• Written instruction: Copy the records from the line containing "[pin] grass field" through the last line of the records, requests included. Raise every answer coordinate by 97, and leave the requests and their sample coordinates unchanged.

** Start The input **

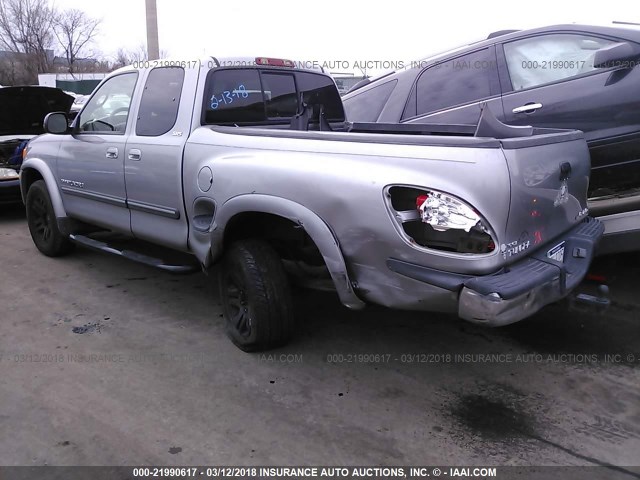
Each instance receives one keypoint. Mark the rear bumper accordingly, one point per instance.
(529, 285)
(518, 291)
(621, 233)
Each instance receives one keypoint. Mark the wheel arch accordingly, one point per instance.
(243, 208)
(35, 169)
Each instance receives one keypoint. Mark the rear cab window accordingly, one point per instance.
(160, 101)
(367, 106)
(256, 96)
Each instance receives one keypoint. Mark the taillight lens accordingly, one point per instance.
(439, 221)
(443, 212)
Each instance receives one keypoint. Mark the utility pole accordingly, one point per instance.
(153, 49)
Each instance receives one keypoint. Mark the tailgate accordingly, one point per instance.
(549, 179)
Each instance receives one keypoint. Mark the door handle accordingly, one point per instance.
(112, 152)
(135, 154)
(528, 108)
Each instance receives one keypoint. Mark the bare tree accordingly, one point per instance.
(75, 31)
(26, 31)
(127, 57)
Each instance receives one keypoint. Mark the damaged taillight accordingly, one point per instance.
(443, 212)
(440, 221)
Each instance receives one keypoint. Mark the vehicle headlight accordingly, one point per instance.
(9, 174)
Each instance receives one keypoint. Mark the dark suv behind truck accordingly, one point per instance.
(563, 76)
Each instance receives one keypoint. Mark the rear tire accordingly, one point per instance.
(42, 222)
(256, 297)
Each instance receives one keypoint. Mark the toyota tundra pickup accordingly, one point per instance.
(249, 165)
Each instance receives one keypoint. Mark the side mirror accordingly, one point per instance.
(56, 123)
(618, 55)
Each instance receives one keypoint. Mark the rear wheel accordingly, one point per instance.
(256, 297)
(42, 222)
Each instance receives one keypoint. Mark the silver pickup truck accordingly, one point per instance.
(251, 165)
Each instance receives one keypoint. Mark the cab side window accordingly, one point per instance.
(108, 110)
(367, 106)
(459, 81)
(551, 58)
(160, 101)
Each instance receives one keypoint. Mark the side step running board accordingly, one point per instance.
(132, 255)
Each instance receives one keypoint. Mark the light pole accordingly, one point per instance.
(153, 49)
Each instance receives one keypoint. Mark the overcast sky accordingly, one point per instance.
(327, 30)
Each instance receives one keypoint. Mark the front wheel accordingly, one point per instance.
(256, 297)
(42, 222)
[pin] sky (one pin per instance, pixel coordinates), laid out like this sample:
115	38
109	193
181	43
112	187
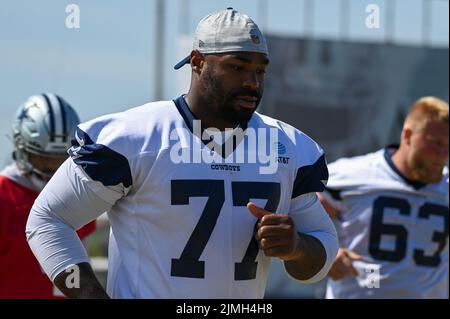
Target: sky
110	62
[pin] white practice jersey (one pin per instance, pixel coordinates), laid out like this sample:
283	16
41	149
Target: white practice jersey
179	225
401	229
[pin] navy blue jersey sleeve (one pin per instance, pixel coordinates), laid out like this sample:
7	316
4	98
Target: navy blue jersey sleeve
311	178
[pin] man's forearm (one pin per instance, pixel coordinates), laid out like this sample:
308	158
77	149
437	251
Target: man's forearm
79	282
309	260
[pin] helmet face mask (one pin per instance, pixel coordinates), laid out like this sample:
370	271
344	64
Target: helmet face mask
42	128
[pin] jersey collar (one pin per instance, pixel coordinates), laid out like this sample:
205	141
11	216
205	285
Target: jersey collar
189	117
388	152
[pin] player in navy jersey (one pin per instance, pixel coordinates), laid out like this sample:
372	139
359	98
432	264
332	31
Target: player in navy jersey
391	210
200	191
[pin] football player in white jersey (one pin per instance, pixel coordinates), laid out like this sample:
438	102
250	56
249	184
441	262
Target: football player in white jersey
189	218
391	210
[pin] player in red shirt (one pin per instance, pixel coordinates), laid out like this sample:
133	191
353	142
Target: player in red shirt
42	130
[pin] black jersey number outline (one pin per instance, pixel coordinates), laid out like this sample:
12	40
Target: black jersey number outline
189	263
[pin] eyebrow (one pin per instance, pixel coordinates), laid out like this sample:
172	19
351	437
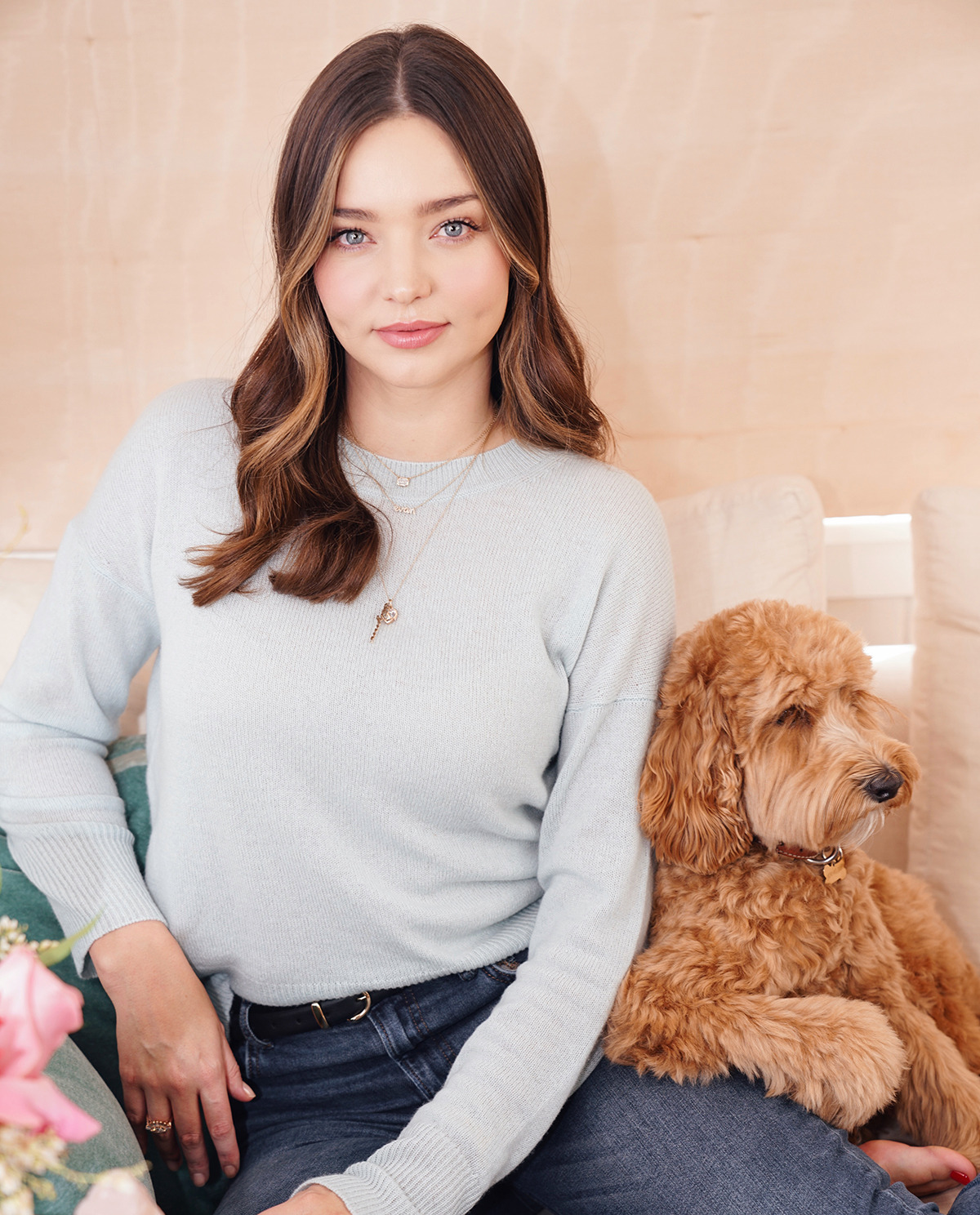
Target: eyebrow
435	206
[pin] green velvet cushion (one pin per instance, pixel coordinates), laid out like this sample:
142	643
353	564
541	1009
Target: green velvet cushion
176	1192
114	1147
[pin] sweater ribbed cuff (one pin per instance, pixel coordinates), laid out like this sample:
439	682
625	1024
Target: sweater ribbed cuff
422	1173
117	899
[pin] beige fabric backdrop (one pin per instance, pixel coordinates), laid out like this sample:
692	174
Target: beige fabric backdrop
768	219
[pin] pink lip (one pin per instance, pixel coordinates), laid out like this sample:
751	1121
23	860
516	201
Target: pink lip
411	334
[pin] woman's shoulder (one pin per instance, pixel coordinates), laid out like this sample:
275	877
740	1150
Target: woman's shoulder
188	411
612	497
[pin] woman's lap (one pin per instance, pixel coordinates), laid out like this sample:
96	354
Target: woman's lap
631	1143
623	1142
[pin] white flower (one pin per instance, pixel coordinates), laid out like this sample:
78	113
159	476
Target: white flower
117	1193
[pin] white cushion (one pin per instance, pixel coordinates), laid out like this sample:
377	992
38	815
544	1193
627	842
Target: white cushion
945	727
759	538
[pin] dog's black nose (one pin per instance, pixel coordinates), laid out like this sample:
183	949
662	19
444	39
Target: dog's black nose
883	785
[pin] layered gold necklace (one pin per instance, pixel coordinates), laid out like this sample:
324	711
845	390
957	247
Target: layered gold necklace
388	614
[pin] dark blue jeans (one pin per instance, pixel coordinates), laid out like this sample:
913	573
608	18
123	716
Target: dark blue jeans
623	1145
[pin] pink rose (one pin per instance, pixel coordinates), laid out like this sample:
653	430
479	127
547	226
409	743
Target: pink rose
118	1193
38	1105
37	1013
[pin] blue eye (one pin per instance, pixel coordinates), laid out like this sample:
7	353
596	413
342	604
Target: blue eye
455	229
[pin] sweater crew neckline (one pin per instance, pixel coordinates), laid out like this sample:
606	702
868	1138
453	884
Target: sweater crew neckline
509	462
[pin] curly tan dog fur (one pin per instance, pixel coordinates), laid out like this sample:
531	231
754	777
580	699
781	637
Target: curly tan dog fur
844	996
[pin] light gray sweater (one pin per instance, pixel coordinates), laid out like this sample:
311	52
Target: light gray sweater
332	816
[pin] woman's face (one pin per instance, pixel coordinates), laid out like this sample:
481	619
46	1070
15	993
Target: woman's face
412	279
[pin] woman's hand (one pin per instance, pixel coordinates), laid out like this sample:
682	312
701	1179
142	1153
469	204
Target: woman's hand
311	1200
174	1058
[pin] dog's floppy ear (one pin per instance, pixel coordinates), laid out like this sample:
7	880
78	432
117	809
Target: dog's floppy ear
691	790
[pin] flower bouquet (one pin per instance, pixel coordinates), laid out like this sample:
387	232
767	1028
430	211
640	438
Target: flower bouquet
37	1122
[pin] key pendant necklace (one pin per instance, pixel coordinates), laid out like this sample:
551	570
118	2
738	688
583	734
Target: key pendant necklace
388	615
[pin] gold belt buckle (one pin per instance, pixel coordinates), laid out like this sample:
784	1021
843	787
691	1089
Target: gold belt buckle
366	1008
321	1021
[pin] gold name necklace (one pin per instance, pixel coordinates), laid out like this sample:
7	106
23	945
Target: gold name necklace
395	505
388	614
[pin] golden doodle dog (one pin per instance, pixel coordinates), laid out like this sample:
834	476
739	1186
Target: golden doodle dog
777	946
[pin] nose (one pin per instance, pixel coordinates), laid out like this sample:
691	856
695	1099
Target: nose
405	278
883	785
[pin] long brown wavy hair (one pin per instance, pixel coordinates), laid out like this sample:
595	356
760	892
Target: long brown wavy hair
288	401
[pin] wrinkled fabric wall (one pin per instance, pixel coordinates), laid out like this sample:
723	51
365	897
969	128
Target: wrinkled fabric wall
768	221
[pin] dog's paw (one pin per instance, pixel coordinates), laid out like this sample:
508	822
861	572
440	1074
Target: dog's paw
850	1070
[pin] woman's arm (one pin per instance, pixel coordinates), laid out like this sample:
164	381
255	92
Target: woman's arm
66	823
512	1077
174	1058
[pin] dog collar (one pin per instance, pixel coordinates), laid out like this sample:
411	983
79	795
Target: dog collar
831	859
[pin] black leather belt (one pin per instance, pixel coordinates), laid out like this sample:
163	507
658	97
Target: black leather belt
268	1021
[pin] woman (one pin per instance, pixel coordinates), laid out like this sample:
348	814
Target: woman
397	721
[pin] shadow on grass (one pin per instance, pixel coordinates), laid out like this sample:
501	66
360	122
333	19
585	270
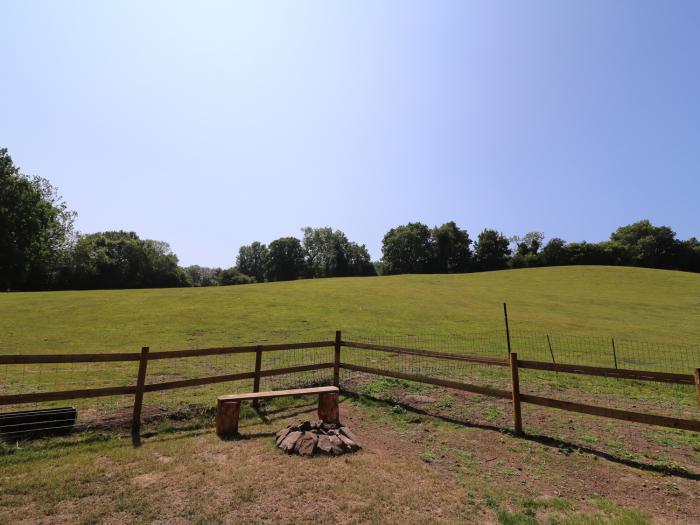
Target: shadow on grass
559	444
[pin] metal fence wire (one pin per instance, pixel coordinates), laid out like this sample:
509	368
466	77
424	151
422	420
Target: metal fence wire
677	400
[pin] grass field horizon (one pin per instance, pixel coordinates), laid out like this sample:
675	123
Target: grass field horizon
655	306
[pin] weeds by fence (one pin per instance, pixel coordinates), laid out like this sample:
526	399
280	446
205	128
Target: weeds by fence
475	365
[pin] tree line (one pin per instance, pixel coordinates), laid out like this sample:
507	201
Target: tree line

** End The input **

• Full solution:
[pin] grass field horizon (one pin per instance, pixel coordinates), laid out like this sample:
675	123
Target: grass field horizon
752	403
[pin] weeds by fence (one pin per instance, pixel coordinates), laid out like this sample:
526	399
280	446
205	128
Target: weeds by fence
572	462
[pin] tree line (one pin per instance, pixel coordinates), laid out like this sample:
507	201
Target: tree line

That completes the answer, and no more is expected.